### Exercise
Extract each of the lines below word for word, and leave the pictures out of your answer.

+++ Information supplied

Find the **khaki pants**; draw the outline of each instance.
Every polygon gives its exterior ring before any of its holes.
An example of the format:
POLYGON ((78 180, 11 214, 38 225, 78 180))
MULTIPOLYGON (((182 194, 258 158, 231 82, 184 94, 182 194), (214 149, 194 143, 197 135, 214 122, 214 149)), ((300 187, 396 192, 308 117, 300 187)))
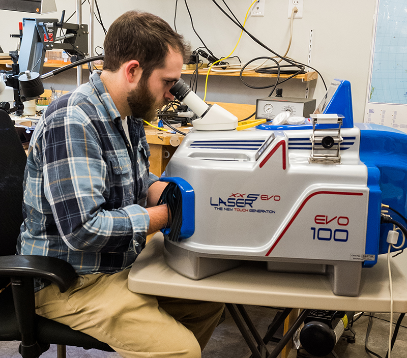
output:
POLYGON ((36 293, 37 313, 105 342, 123 357, 200 356, 223 304, 139 294, 129 270, 79 276, 64 293, 36 293))

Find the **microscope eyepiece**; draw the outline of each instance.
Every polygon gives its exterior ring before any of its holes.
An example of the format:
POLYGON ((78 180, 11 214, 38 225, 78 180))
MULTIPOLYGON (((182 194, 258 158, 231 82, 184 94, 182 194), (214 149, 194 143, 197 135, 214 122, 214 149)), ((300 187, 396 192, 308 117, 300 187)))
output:
POLYGON ((192 90, 182 78, 180 78, 170 88, 169 93, 177 99, 182 101, 192 90))

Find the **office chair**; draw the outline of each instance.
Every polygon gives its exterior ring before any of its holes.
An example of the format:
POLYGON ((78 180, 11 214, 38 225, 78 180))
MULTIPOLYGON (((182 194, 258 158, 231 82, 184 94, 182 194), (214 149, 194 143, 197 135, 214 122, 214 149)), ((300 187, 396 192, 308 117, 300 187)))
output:
POLYGON ((14 124, 0 110, 0 341, 20 341, 23 358, 37 358, 57 345, 65 358, 65 346, 114 351, 107 344, 68 326, 35 314, 34 278, 49 280, 65 292, 76 274, 63 260, 46 256, 16 256, 22 223, 22 182, 26 156, 14 124), (11 286, 11 287, 10 287, 11 286))

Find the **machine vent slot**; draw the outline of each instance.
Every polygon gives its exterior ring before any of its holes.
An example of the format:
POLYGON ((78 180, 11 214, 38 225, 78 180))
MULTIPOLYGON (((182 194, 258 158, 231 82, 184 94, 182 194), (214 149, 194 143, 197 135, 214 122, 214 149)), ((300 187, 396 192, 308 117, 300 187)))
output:
POLYGON ((223 160, 229 162, 248 162, 250 158, 243 153, 191 153, 188 157, 202 160, 223 160))
POLYGON ((244 151, 257 151, 264 140, 195 140, 190 148, 207 149, 237 149, 244 151))

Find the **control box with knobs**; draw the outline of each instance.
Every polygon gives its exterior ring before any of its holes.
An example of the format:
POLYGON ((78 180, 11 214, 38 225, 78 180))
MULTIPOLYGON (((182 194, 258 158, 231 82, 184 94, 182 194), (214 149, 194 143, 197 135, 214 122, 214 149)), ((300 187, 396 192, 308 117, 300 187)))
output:
POLYGON ((276 88, 275 97, 259 98, 256 101, 256 118, 271 121, 281 112, 292 116, 308 118, 315 108, 316 100, 284 97, 282 88, 276 88))

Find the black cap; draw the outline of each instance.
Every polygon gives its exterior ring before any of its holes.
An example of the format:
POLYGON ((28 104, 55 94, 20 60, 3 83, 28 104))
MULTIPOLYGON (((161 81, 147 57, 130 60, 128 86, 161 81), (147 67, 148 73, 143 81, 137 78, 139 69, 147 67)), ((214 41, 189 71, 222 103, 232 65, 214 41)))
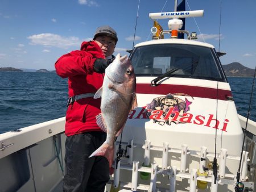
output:
POLYGON ((97 37, 101 35, 106 35, 112 37, 115 40, 115 43, 117 42, 118 39, 117 36, 117 32, 113 28, 109 27, 109 26, 105 26, 98 27, 97 28, 96 32, 95 32, 94 37, 93 40, 95 40, 97 37))

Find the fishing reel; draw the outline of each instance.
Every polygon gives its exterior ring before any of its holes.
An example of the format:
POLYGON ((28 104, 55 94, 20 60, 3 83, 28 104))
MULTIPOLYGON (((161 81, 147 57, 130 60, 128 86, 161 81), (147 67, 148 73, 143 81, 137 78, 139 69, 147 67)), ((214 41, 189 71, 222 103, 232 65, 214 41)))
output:
POLYGON ((117 169, 117 164, 118 164, 118 162, 121 160, 121 157, 124 157, 124 158, 130 158, 130 156, 127 155, 127 148, 131 148, 131 145, 126 145, 126 147, 125 149, 122 149, 122 145, 120 143, 119 144, 119 147, 118 147, 118 150, 117 150, 117 156, 115 157, 116 159, 116 169, 117 169))
POLYGON ((253 191, 253 189, 245 187, 245 185, 242 182, 237 182, 234 187, 236 192, 249 192, 253 191))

++++++

### Complete output
Find the **khaki pants**; draw the outline of each instance.
Every polygon gives its exterior ring before any of its holes.
An example of the format:
POLYGON ((78 180, 11 214, 38 225, 78 180))
MULTIPOLYGON (((182 194, 258 158, 231 82, 184 94, 182 194), (214 149, 194 143, 197 135, 214 122, 214 149)), ((300 187, 396 192, 308 117, 300 187)))
output:
POLYGON ((36 293, 37 313, 105 342, 123 357, 200 356, 223 304, 139 294, 129 270, 79 276, 64 293, 36 293))

Find the **microscope eyepiece**; draw the outline of each instance.
Every polygon gives its exterior ring before any of its holes.
An example of the format:
POLYGON ((78 180, 11 214, 38 225, 78 180))
MULTIPOLYGON (((182 194, 258 158, 231 82, 184 94, 182 194), (214 149, 194 143, 197 135, 214 122, 214 149)), ((300 187, 396 192, 308 117, 300 187)))
output:
POLYGON ((192 90, 182 78, 180 78, 170 88, 169 93, 177 99, 182 101, 192 90))

Find the **office chair**; draw the outline of each instance.
Every polygon gives its exterior ring before any of its holes.
An example of the format:
POLYGON ((78 180, 11 214, 38 225, 78 180))
MULTIPOLYGON (((182 194, 258 158, 231 82, 184 94, 182 194), (214 149, 194 143, 197 135, 214 122, 214 149)), ((300 187, 396 192, 308 117, 300 187)))
output:
POLYGON ((14 124, 0 110, 0 341, 20 341, 23 358, 37 358, 57 345, 65 358, 65 346, 114 351, 107 344, 68 326, 35 314, 34 278, 49 280, 65 292, 76 274, 63 260, 46 256, 16 256, 22 223, 22 182, 26 156, 14 124), (11 286, 11 287, 10 287, 11 286))

Find the **machine vent slot**; draw the outline of each instance.
Every polygon gives its exterior ring before any of its holes.
An example of the format:
POLYGON ((78 180, 11 214, 38 225, 78 180))
MULTIPOLYGON (((182 194, 258 158, 231 82, 184 94, 182 194), (214 149, 194 143, 197 135, 214 122, 214 149)), ((300 187, 396 192, 308 117, 300 187)))
output:
POLYGON ((223 160, 229 162, 248 162, 250 158, 243 153, 191 153, 188 157, 202 160, 223 160))
POLYGON ((244 151, 257 151, 264 140, 195 140, 190 148, 207 149, 237 149, 244 151))

Find the **control box with knobs**; draw the outline of each instance.
Every polygon gives its exterior ring before any of its holes.
An example of the format:
POLYGON ((78 180, 11 214, 38 225, 78 180))
MULTIPOLYGON (((182 194, 258 158, 231 82, 184 94, 182 194), (214 149, 194 143, 197 135, 214 122, 214 149)), ((300 187, 396 192, 308 117, 300 187)))
output:
POLYGON ((276 88, 275 97, 259 98, 256 101, 256 118, 271 121, 281 112, 292 116, 308 118, 315 108, 316 100, 284 97, 282 88, 276 88))

Find the black cap; draw the outline of each instance.
Every polygon gives its exterior ring before any of its holes.
An example of the format:
POLYGON ((28 104, 55 94, 20 60, 3 83, 28 104))
MULTIPOLYGON (((161 81, 147 57, 130 60, 128 86, 161 81), (147 67, 148 73, 143 81, 137 78, 139 69, 147 67)), ((214 41, 189 71, 222 103, 232 65, 214 41)))
output:
POLYGON ((97 37, 101 35, 106 35, 112 37, 115 40, 115 43, 117 42, 118 39, 117 36, 117 32, 113 28, 109 27, 109 26, 105 26, 98 27, 97 28, 96 32, 95 32, 94 37, 93 40, 95 40, 97 37))

Find the fishing reel; draw the outline of each instance.
Every polygon gives its exterior ring before any of its holes.
An example of the format:
POLYGON ((28 104, 55 94, 20 60, 3 83, 28 104))
MULTIPOLYGON (((161 81, 147 57, 130 60, 128 86, 161 81), (147 67, 148 73, 143 81, 137 78, 139 69, 147 67)), ((214 41, 189 71, 222 103, 232 65, 214 41)))
output:
POLYGON ((117 169, 117 164, 118 164, 118 162, 121 160, 121 157, 124 157, 124 158, 130 158, 130 156, 127 155, 127 148, 131 148, 131 145, 126 145, 126 147, 125 149, 122 149, 122 145, 120 143, 119 144, 119 147, 118 147, 118 150, 117 150, 117 156, 115 157, 116 159, 116 169, 117 169))
POLYGON ((253 191, 253 189, 245 187, 245 185, 242 182, 237 182, 234 187, 236 192, 249 192, 253 191))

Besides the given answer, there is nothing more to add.